A total of two pirates, including the one who was knifed, died during the ensuing confrontation and 13 were captured and detained, the Central Command said. The remains of two other pirates who had been dead for some time were also found.

Negotiations had been under way to try to win the release of the two couples on the pirated vessel Quest when the gunfire was heard, the U.S. military said.

Those killed were Jean and Scott Adam, of Marina del Rey near Los Angeles, and Phyllis Mackay and Bob Riggle, of Seattle, Washington.

Quest was the home of the Adams who had been sailing around the world since December 2004 with a yacht full of Bibles.

Pirates hijacked the Quest on Friday several hundred miles south of Oman. Fox said mariners are warned about travelling through the area because of the dangers of pirate attacks.

In total the U.S. said that 19 pirates were involved in the hijacking of the Quest.

YOUR TASK →
Extend the news report on the Quest hijacking, picking up right after its final sentence. The rows that follow are separate material, unrelated to the news report on the Quest hijacking.

Saved entries →
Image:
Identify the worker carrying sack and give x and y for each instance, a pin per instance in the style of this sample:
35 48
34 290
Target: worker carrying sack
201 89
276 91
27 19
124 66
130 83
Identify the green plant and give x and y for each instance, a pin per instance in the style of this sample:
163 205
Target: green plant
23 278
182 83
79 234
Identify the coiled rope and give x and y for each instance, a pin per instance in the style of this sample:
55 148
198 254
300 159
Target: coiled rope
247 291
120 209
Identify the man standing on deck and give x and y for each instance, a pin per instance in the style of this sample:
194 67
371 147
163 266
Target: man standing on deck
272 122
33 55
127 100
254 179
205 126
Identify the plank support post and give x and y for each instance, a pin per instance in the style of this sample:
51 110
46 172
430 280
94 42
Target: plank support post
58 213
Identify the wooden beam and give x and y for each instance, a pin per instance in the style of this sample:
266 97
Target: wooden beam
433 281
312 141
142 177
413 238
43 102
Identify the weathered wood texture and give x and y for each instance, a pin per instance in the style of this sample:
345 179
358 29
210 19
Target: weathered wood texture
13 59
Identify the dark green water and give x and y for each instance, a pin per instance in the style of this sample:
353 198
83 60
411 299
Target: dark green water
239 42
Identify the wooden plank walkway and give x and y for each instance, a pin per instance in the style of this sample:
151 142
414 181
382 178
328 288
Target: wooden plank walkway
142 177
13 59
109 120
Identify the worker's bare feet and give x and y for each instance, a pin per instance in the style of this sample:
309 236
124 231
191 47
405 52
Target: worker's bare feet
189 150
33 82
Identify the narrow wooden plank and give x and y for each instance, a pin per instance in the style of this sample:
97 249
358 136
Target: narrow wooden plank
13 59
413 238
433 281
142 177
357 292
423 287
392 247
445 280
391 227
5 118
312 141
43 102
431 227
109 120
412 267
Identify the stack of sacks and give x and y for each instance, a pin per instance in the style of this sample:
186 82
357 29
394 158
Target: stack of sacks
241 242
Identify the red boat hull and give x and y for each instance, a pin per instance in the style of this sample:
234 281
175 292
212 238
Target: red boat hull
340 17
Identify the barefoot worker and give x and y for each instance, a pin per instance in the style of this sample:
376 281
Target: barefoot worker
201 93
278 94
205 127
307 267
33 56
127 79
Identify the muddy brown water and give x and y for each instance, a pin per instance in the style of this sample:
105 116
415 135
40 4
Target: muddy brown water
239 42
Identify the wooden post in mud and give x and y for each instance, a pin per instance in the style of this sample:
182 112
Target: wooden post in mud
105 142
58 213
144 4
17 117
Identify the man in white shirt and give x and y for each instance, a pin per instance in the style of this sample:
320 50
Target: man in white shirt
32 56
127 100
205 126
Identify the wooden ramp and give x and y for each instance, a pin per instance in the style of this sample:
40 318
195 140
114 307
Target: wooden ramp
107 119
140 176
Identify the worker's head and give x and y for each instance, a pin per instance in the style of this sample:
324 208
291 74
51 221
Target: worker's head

TASK RESULT →
At the Seattle Singles Yacht Club, where Riggle and Mackay were well known, Joe Grande said the two were ‘great sailors, good people. They were doing what they wanted to do, but that’s small comfort in the face of this.’

Only minutes before the military announced that the four Americans had died, a Somali pirate told The Associated Press by phone that if the yacht were attacked, ‘the hostages will be the first to go.’

‘Some pirates have even suggested rigging the yacht with land mines and explosives so as the whole yacht explodes with the first gunshot,’ said the pirate, who gave his name as Abdullahi Mohamed, who claimed to be a friend of the pirates holding the four Americans.

Graeme Gibbon-Brooks, the head of Dryad Maritime Intelligence, said he was confounded by the turn of events.

‘We have heard threats against the lives of Americans before but it strikes me as being very, very unusual why they would kill hostages outright,’ he said, adding that the pirates must realize that killing Americans would invite a military response.

The military said U.S. forces have been monitoring the Quest for about three days, since shortly after the Friday attack. Four Navy warships were involved, including the aircraft carrier USS Enterprise.

Last week a Somali pirate was sentenced to 33 years in prison by a New York court for the 2009 hijacking of the Maersk Alabama, a U.S. cargo vessel. That hijacking ended when Navy sharpshooters killed two pirates holding the ship’s captain.

A pirate in Somalia told the AP last week that pirates were more likely to attack Americans because of the verdict.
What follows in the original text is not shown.